## Supplied data:

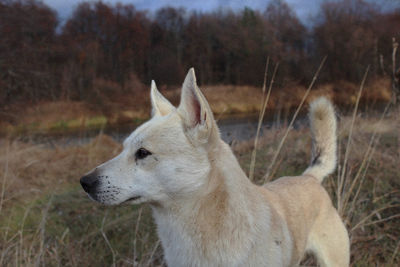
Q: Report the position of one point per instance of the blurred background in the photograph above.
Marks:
(75, 80)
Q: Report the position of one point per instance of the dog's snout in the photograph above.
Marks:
(89, 183)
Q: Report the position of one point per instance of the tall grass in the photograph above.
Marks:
(46, 219)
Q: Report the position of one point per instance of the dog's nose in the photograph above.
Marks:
(89, 183)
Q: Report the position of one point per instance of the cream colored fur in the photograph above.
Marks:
(207, 211)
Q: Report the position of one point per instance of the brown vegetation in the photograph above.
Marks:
(47, 218)
(105, 50)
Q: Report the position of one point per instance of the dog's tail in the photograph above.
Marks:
(323, 129)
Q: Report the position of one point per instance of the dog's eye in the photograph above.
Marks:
(141, 153)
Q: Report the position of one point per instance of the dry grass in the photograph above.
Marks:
(132, 106)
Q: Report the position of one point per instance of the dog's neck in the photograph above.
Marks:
(222, 209)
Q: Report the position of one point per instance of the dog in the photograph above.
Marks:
(208, 213)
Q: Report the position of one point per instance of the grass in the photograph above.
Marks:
(74, 117)
(46, 219)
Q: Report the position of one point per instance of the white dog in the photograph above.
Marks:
(207, 211)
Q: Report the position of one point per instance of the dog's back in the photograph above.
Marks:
(207, 211)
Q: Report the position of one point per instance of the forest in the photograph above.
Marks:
(104, 49)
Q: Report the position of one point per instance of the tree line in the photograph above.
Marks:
(110, 49)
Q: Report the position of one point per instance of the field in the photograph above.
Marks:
(46, 219)
(109, 111)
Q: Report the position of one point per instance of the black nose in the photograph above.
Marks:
(89, 183)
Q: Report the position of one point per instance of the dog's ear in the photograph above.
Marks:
(195, 110)
(160, 105)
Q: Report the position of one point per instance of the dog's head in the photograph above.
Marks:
(164, 159)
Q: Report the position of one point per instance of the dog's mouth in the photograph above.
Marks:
(132, 199)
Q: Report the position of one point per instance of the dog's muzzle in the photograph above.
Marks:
(89, 183)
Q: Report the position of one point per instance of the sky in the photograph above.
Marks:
(304, 9)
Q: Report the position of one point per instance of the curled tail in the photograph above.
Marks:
(323, 129)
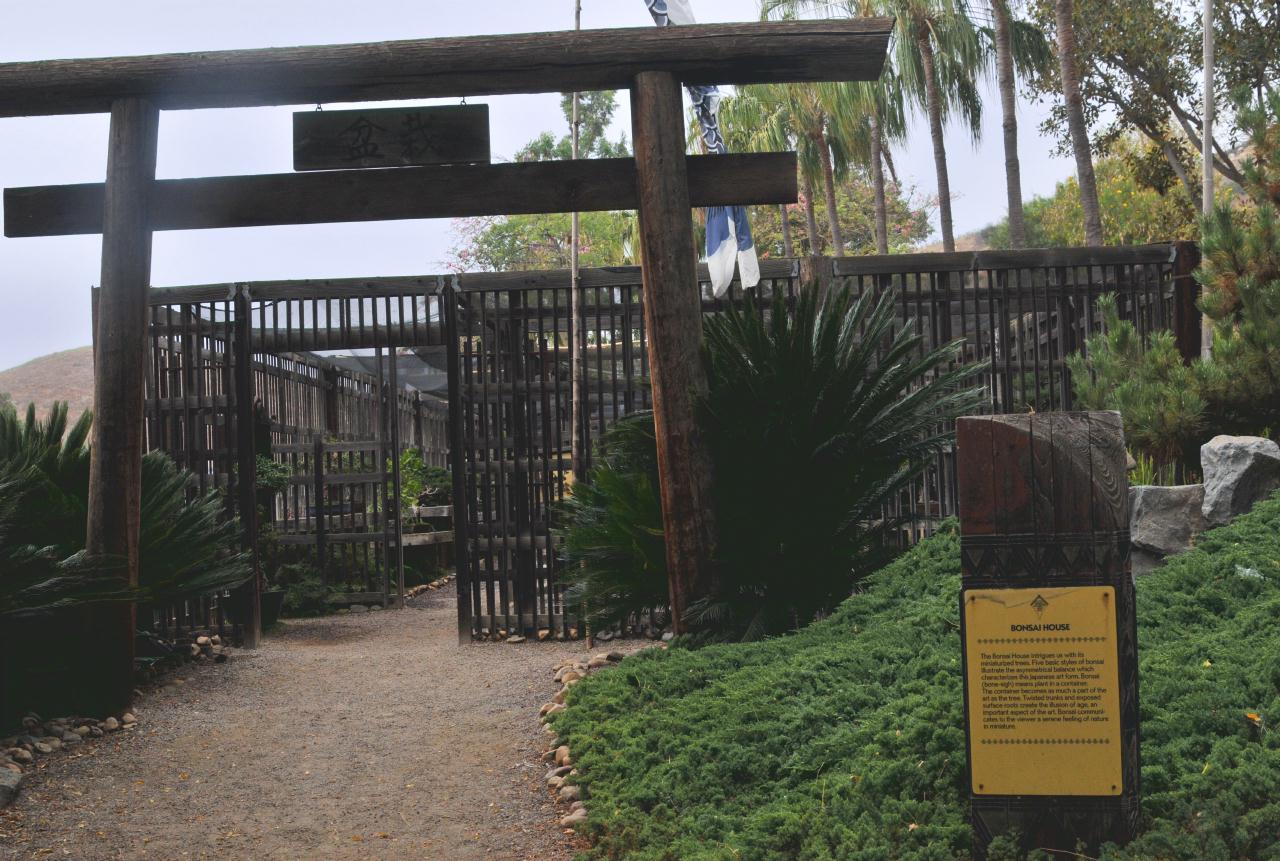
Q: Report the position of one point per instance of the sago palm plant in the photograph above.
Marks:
(613, 548)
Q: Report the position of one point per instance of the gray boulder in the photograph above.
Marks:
(1239, 471)
(10, 782)
(1164, 521)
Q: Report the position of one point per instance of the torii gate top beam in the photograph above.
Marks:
(786, 51)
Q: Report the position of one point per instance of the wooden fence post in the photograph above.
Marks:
(320, 518)
(246, 465)
(672, 310)
(449, 300)
(1187, 316)
(1048, 630)
(119, 380)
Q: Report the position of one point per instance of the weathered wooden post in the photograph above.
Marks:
(672, 310)
(1048, 630)
(119, 375)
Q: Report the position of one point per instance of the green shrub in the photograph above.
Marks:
(305, 590)
(1148, 384)
(186, 546)
(423, 484)
(846, 740)
(1169, 407)
(615, 554)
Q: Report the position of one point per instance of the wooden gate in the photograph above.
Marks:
(341, 503)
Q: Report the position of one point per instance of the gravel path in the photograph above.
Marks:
(370, 736)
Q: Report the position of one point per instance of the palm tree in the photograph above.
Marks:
(938, 55)
(1064, 13)
(1004, 24)
(809, 106)
(753, 120)
(769, 118)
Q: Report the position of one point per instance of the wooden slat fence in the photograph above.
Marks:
(1024, 312)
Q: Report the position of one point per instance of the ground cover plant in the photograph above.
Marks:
(1235, 389)
(186, 545)
(846, 740)
(816, 416)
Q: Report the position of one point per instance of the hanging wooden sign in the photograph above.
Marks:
(1048, 630)
(391, 137)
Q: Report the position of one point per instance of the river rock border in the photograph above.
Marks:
(42, 738)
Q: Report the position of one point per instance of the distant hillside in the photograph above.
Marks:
(965, 242)
(58, 376)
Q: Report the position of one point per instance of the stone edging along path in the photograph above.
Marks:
(560, 777)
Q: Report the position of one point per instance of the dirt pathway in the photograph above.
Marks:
(370, 736)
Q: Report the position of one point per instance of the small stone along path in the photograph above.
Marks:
(364, 736)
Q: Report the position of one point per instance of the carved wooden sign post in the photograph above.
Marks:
(1048, 631)
(662, 182)
(391, 137)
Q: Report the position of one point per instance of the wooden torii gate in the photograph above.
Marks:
(661, 182)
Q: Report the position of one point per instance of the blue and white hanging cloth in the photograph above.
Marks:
(728, 236)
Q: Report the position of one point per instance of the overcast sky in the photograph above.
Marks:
(45, 283)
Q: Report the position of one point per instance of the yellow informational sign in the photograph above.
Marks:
(1043, 682)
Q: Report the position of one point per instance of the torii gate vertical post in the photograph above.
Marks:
(672, 310)
(119, 375)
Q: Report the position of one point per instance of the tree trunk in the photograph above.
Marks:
(810, 216)
(1075, 123)
(1009, 106)
(672, 314)
(828, 179)
(787, 247)
(933, 106)
(878, 186)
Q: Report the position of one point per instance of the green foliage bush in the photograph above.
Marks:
(1148, 384)
(186, 546)
(423, 484)
(846, 740)
(1237, 389)
(816, 416)
(613, 546)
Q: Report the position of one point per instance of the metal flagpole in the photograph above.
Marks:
(579, 343)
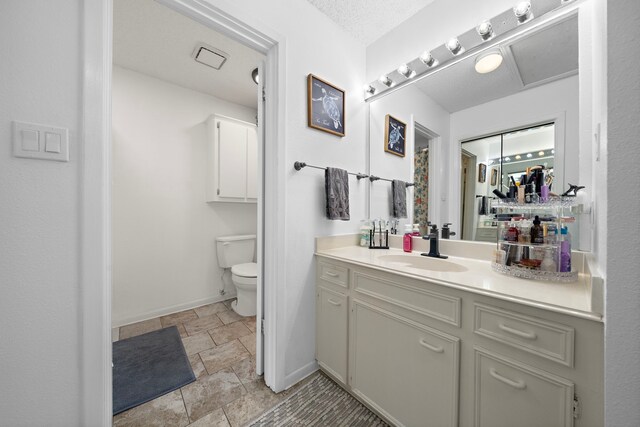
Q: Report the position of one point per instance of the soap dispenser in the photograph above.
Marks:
(407, 242)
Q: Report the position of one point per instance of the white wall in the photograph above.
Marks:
(429, 28)
(39, 258)
(406, 105)
(164, 251)
(622, 346)
(556, 99)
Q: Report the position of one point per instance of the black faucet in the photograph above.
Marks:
(434, 250)
(446, 231)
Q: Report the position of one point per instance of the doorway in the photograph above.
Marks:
(424, 144)
(96, 188)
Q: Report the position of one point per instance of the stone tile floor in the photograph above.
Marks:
(221, 348)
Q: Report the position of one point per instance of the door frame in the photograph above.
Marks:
(95, 192)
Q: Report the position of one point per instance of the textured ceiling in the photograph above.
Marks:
(540, 57)
(154, 40)
(368, 20)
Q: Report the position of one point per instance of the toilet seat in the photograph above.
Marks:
(247, 270)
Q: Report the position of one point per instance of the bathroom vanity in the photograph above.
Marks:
(431, 342)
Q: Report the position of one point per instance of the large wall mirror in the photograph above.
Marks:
(468, 133)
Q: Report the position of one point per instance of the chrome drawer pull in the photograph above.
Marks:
(520, 385)
(527, 335)
(433, 348)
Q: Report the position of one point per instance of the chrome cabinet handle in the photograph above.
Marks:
(435, 349)
(520, 385)
(527, 335)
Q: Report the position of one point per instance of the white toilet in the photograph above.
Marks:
(236, 253)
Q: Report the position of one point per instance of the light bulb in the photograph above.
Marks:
(523, 12)
(385, 80)
(406, 71)
(428, 59)
(454, 46)
(485, 30)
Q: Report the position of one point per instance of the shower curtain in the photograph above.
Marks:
(421, 191)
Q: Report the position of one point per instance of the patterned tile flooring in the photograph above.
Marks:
(221, 348)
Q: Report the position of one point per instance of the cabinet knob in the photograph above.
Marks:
(520, 385)
(435, 349)
(522, 334)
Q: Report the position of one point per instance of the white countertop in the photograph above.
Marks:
(568, 298)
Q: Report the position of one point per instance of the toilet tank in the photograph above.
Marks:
(234, 250)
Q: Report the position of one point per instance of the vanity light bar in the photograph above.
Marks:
(488, 33)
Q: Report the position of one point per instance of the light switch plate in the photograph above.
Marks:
(34, 141)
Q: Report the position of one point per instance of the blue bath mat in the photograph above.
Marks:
(148, 366)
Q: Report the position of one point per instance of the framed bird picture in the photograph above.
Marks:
(395, 132)
(325, 106)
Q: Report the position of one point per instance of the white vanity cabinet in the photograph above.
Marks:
(405, 370)
(421, 353)
(232, 160)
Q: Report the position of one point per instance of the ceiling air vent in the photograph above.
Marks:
(209, 56)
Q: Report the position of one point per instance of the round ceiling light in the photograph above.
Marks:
(488, 62)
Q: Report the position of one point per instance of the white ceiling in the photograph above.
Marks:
(154, 40)
(368, 20)
(541, 57)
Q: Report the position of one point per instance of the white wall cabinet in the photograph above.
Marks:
(422, 354)
(232, 160)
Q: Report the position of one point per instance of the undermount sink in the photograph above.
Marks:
(420, 262)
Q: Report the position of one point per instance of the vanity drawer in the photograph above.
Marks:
(412, 299)
(552, 341)
(510, 393)
(333, 273)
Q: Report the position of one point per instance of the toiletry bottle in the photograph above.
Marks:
(407, 238)
(544, 191)
(537, 233)
(565, 250)
(548, 264)
(512, 233)
(528, 193)
(364, 233)
(521, 193)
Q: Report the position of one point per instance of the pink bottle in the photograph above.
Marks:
(407, 243)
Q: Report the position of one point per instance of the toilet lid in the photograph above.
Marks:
(249, 269)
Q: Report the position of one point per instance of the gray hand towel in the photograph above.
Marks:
(336, 183)
(399, 194)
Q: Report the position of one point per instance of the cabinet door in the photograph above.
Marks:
(331, 332)
(252, 163)
(407, 371)
(509, 393)
(232, 160)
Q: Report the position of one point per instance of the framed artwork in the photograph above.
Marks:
(494, 176)
(482, 172)
(394, 135)
(325, 106)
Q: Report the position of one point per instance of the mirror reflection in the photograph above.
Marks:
(501, 163)
(462, 119)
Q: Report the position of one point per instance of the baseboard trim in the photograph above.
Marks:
(169, 310)
(299, 374)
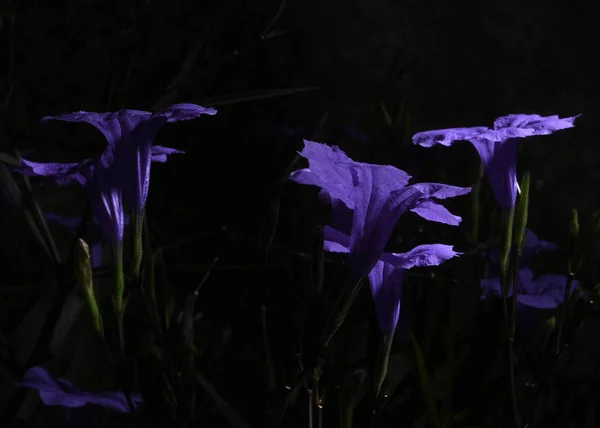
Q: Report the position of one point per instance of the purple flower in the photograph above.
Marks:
(130, 134)
(100, 183)
(61, 392)
(498, 147)
(545, 292)
(387, 276)
(377, 195)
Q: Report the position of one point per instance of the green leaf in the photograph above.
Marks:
(432, 411)
(234, 419)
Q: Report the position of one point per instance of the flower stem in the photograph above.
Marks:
(383, 361)
(339, 312)
(505, 257)
(138, 223)
(511, 339)
(563, 311)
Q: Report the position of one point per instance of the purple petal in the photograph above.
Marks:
(159, 153)
(432, 211)
(386, 288)
(446, 137)
(60, 392)
(422, 255)
(329, 168)
(377, 194)
(62, 173)
(545, 292)
(335, 241)
(441, 191)
(500, 163)
(185, 111)
(107, 123)
(341, 216)
(539, 124)
(105, 197)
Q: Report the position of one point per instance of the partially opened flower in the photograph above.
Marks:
(61, 392)
(387, 276)
(498, 147)
(545, 292)
(100, 182)
(377, 195)
(131, 134)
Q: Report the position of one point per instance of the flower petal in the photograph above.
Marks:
(185, 111)
(63, 174)
(335, 241)
(422, 255)
(159, 153)
(446, 137)
(538, 124)
(107, 123)
(500, 163)
(433, 211)
(440, 191)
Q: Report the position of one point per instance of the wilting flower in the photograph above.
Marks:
(545, 292)
(498, 147)
(100, 182)
(61, 392)
(130, 134)
(376, 195)
(387, 276)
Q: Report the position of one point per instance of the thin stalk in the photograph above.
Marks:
(563, 311)
(383, 361)
(310, 408)
(339, 312)
(511, 340)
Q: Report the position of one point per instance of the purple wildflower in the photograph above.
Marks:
(387, 276)
(130, 134)
(545, 292)
(377, 195)
(61, 392)
(498, 147)
(99, 181)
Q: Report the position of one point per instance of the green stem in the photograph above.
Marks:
(505, 256)
(383, 361)
(119, 281)
(511, 339)
(339, 312)
(563, 311)
(138, 223)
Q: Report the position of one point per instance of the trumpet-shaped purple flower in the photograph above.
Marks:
(130, 134)
(61, 392)
(377, 195)
(498, 147)
(100, 183)
(387, 276)
(545, 292)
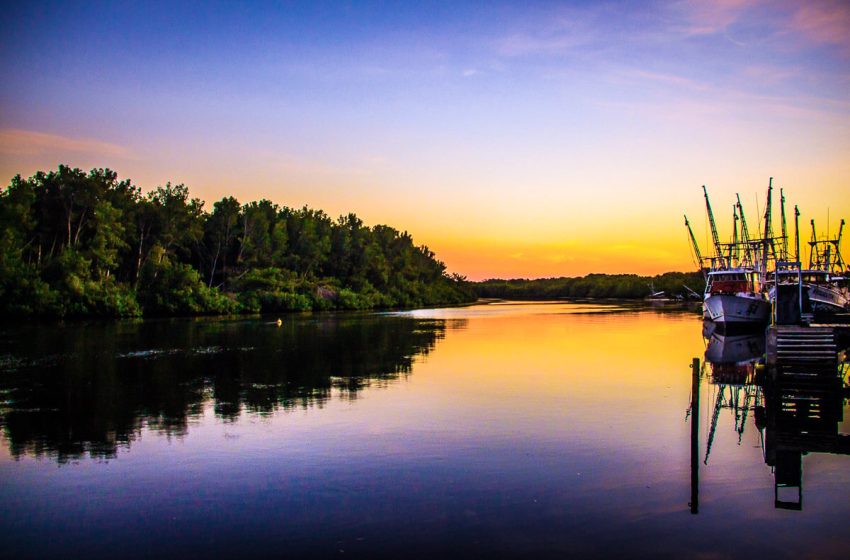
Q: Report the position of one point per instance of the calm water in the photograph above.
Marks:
(535, 430)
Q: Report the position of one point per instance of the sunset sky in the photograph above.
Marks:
(515, 139)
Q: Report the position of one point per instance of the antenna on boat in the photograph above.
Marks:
(797, 236)
(718, 250)
(694, 244)
(814, 254)
(767, 242)
(745, 234)
(784, 230)
(733, 247)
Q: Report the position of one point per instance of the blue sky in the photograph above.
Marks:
(513, 138)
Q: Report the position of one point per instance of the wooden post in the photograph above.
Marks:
(695, 371)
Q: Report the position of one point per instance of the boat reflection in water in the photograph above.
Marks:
(798, 408)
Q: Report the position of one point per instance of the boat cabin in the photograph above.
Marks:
(733, 281)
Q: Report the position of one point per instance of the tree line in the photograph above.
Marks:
(622, 286)
(88, 244)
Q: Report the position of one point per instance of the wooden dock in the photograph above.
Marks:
(811, 345)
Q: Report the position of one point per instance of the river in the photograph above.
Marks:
(501, 430)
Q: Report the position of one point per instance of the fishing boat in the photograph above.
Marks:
(735, 296)
(827, 294)
(734, 291)
(823, 286)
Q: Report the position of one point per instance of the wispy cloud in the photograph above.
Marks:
(708, 18)
(20, 142)
(824, 22)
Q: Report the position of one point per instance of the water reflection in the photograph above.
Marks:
(802, 412)
(798, 408)
(69, 392)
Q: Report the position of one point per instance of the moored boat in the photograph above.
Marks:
(734, 296)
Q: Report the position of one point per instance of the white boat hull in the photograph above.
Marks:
(737, 309)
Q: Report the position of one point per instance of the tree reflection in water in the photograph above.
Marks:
(85, 390)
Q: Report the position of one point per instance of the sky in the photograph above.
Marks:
(515, 139)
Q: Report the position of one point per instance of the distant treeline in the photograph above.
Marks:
(86, 244)
(626, 286)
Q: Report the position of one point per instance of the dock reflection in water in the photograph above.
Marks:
(798, 407)
(538, 430)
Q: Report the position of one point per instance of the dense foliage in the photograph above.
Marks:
(626, 286)
(86, 244)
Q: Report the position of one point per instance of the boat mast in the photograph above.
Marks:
(745, 234)
(814, 254)
(694, 244)
(718, 250)
(767, 241)
(838, 262)
(784, 230)
(797, 236)
(733, 247)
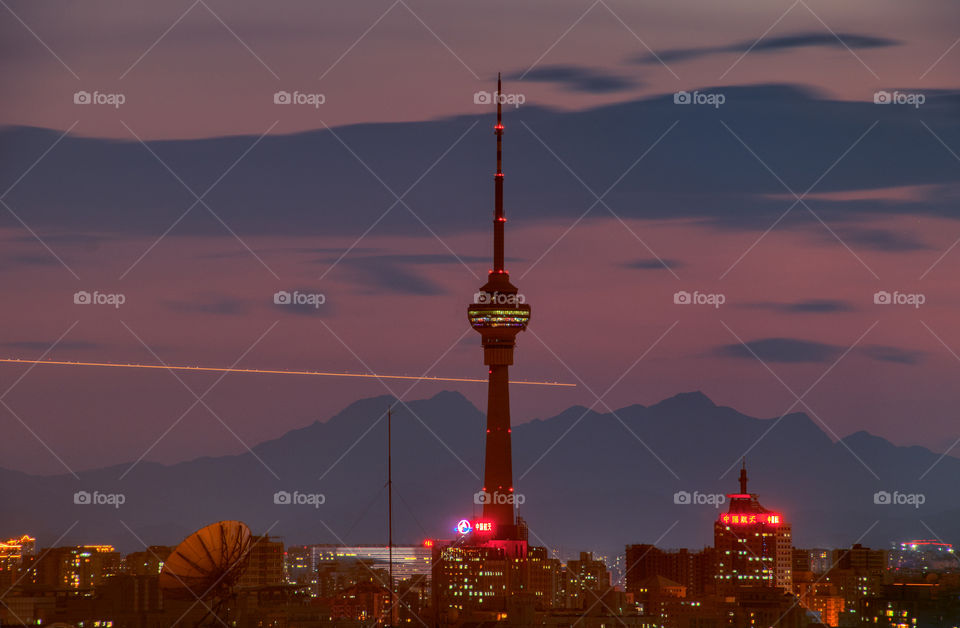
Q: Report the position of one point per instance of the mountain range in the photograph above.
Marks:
(589, 480)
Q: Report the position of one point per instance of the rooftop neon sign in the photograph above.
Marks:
(750, 518)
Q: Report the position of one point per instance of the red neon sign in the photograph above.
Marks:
(483, 526)
(750, 518)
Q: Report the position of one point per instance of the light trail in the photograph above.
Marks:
(268, 371)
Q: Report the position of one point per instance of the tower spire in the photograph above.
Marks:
(499, 313)
(498, 218)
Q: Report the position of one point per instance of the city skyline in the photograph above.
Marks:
(699, 199)
(239, 386)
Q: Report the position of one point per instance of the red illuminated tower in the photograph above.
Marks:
(753, 544)
(498, 313)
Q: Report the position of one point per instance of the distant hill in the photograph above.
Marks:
(588, 481)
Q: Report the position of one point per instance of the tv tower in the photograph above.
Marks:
(498, 313)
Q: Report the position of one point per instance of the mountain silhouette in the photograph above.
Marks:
(590, 480)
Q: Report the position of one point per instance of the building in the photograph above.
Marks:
(819, 595)
(694, 570)
(545, 579)
(12, 553)
(265, 566)
(587, 580)
(78, 567)
(754, 545)
(148, 562)
(924, 556)
(483, 571)
(906, 605)
(498, 313)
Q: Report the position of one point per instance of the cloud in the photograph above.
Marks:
(771, 44)
(397, 273)
(302, 302)
(808, 306)
(227, 306)
(788, 350)
(881, 240)
(652, 263)
(44, 345)
(793, 351)
(577, 79)
(896, 355)
(311, 189)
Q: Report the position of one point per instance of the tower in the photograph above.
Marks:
(498, 313)
(753, 544)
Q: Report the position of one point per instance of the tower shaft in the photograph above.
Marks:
(498, 467)
(499, 313)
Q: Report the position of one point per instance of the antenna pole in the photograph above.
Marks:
(390, 504)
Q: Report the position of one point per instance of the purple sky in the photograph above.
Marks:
(800, 296)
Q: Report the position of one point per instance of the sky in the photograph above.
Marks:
(791, 207)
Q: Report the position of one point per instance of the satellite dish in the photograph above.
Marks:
(207, 565)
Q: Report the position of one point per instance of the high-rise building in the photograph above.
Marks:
(148, 562)
(754, 545)
(694, 570)
(12, 553)
(265, 566)
(587, 580)
(923, 556)
(80, 567)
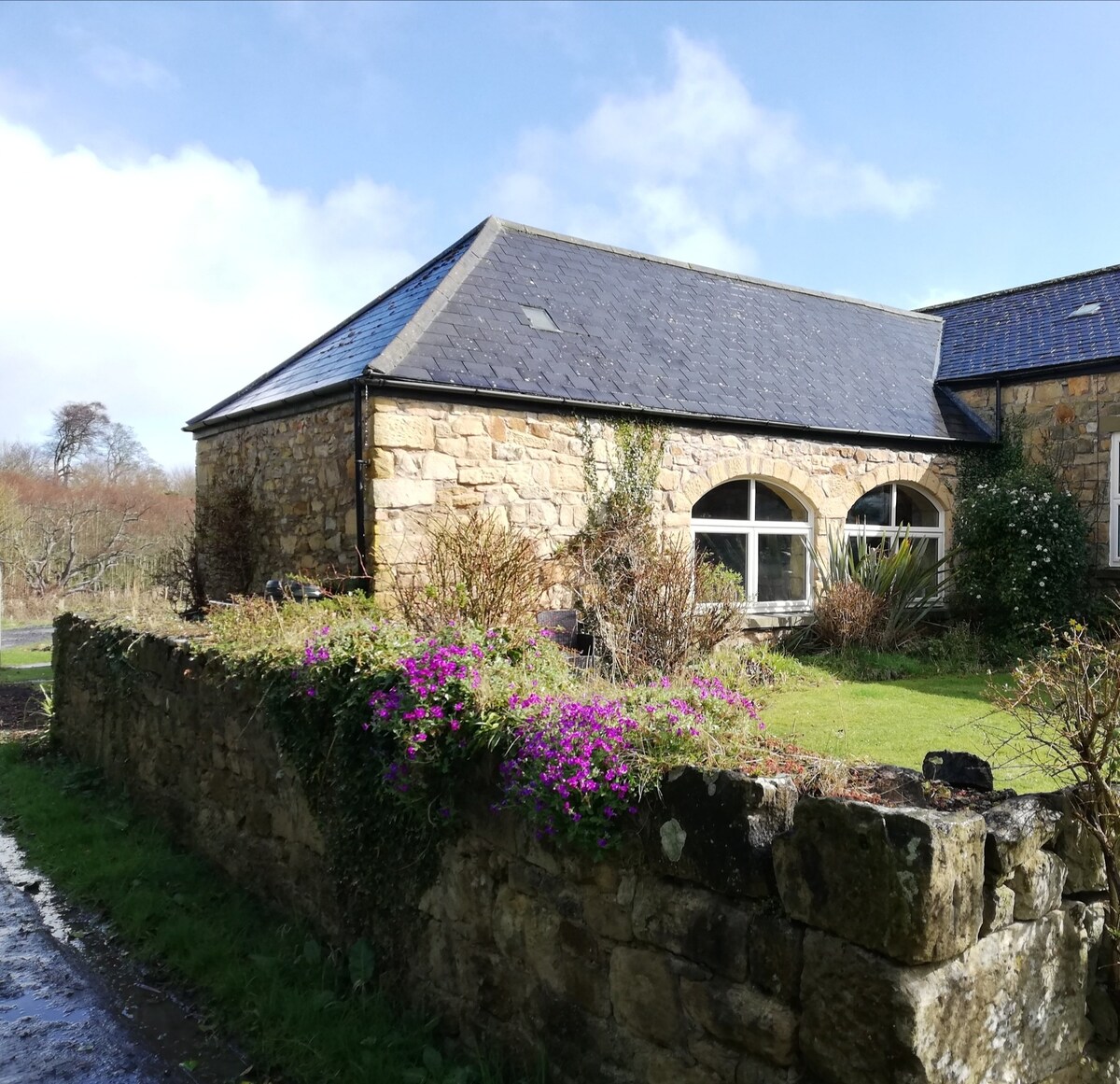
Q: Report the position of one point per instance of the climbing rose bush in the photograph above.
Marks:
(1023, 556)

## Exercise instructions:
Your copy should consist only of the lines from the line holding "the cloud in the photograph above." through the final line of the listing above, both included, with all pictures omitted.

## Complete answer:
Q: Report the position of one point per instance of the cloud in the photograph above.
Marks:
(771, 44)
(397, 273)
(302, 302)
(808, 306)
(227, 306)
(788, 350)
(881, 240)
(652, 263)
(44, 345)
(793, 351)
(577, 79)
(896, 355)
(311, 189)
Q: Report the position of one point per instance of the tower in the photograph above.
Marks:
(498, 313)
(753, 544)
Q: Report the position of one point per instance of the tower shaft in the photograph above.
Marks:
(498, 467)
(499, 313)
Q: Report the position of one point per instance of the antenna pole in the photograph above.
Marks:
(390, 504)
Q: Report the position of one point per instance of the purple sky in the photograph above.
Marks:
(800, 296)
Q: Report the position of one point per instance of the sky in the photograph above.
Marks:
(791, 207)
Q: Report the position of one point per instance of the satellite dish in the photograph above.
Marks:
(207, 565)
Q: Report the position of one point per instance of the high-rise building in the photograph above.
Marks:
(148, 562)
(754, 545)
(694, 570)
(12, 553)
(265, 566)
(587, 580)
(923, 556)
(80, 567)
Q: Report the position of one point per instance of the climbing rose bush in the photograph above.
Marks:
(1023, 556)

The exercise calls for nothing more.